**TRY IT**
Set down exactly the lines from the one containing "the deer's hoof?" through the last line of the records below, both included, and nothing else.

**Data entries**
--------
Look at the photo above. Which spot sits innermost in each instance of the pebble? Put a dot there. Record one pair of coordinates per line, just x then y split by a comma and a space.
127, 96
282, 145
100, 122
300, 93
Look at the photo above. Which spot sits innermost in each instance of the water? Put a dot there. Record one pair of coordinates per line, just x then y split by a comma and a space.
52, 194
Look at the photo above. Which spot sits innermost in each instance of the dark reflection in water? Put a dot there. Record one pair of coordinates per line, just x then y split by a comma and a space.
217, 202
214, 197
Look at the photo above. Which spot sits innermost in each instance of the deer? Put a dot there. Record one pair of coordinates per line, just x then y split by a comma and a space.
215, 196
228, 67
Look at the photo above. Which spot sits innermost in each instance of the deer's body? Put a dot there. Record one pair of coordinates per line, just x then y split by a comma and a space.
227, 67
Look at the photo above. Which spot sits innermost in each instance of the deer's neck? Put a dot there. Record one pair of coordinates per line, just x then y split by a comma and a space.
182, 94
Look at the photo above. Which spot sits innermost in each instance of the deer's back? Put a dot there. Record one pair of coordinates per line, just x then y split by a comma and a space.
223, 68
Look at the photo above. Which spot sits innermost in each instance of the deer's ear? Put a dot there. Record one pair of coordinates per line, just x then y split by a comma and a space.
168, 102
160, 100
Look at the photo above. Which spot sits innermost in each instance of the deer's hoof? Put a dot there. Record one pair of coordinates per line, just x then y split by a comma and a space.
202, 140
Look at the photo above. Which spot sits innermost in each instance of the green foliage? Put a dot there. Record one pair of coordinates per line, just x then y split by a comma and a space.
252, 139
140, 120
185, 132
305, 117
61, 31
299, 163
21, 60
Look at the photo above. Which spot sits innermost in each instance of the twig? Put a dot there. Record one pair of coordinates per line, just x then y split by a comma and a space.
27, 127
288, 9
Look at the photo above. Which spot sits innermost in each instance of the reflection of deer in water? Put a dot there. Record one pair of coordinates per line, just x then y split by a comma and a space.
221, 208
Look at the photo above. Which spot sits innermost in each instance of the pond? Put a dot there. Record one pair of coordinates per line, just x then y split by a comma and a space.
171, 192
--------
**SOLUTION TO THE EXERCISE**
Look at the photo above. Which spot sits innermost in each instance of the deer's hoof? Put a dot there. Record one pair of coordinates per line, just x then y split by a comma and a space.
202, 140
Look at the photo above. Which spot sits innermost in each instance of the green foliage? Put a dot there. Record one pair of coordinates per line, just x then y split by a comma and a space.
252, 139
140, 120
185, 132
305, 117
61, 31
299, 163
21, 60
Look at the photo above. Which spot sits innermost in each instance of the twig? Put a dot there. Record one pair of coordinates per line, just x then y split by a comma and a space.
27, 127
288, 9
Look at the photo above. Which spot sits innermost in each instance of the reflection of deer in water? Put a dot there. Record one pair of coordinates per line, just x then y split by a comma and a space.
221, 208
Look at the photo above. Which spot sits innermost in each instance of the pond? Put a dot there. Record one pair of coordinates per line, just x then y split by a comma and a space.
171, 192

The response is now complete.